PROVIDED ENTRIES:
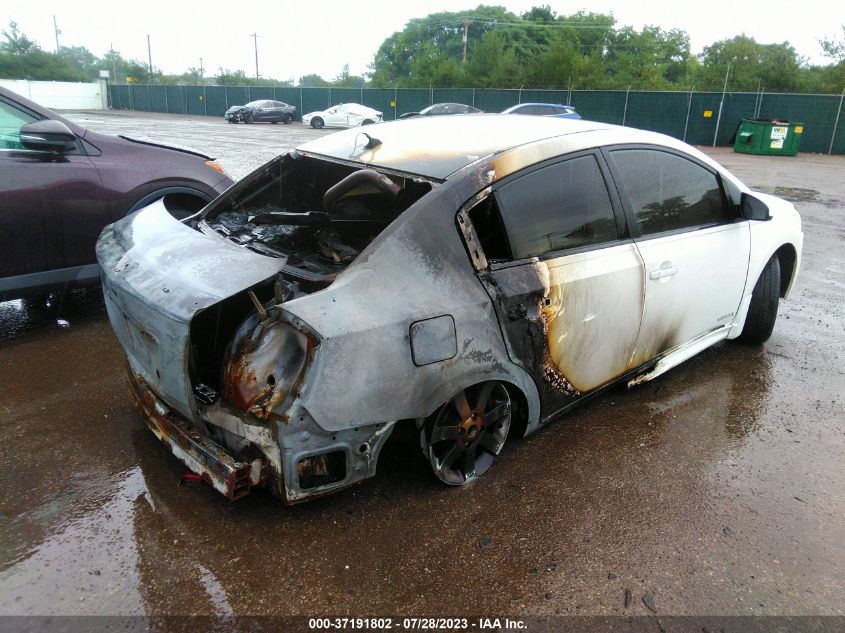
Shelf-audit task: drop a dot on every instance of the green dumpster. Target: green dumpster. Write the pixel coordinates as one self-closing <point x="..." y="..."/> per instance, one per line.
<point x="764" y="136"/>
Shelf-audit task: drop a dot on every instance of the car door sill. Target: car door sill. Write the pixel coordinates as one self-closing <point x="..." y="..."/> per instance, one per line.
<point x="682" y="353"/>
<point x="627" y="376"/>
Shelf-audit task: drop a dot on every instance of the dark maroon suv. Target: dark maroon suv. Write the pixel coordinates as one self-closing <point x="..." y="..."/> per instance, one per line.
<point x="60" y="184"/>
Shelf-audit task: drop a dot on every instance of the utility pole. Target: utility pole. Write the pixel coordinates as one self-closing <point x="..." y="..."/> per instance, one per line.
<point x="150" y="57"/>
<point x="254" y="36"/>
<point x="57" y="31"/>
<point x="721" y="105"/>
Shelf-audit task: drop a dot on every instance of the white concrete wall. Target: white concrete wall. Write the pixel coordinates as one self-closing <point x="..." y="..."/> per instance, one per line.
<point x="61" y="95"/>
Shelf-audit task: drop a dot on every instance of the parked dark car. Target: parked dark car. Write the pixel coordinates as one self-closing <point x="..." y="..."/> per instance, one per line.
<point x="544" y="109"/>
<point x="261" y="112"/>
<point x="439" y="109"/>
<point x="60" y="184"/>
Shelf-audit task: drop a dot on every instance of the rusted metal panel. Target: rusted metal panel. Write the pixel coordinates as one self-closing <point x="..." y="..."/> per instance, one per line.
<point x="199" y="453"/>
<point x="157" y="274"/>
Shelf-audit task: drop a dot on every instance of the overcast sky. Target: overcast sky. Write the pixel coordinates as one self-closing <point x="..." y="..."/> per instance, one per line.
<point x="299" y="38"/>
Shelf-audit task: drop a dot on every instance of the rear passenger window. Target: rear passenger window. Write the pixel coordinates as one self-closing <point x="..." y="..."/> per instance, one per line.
<point x="565" y="205"/>
<point x="668" y="192"/>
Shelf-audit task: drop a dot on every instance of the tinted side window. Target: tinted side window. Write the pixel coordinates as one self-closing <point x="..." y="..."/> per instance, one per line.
<point x="561" y="206"/>
<point x="668" y="192"/>
<point x="11" y="121"/>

TO DO: Copy word for word every line from the one containing "Shelf-audit task: drop a dot on every instance of the tinted" through the last line of the records, including both of those lines.

CORRECT RESULT:
Shelf-audit task: drop a dot on every instance of the tinted side window. Target: tinted side window. Write the pixel coordinates as one self-closing <point x="..." y="..."/> per instance, one per line.
<point x="561" y="206"/>
<point x="668" y="192"/>
<point x="11" y="121"/>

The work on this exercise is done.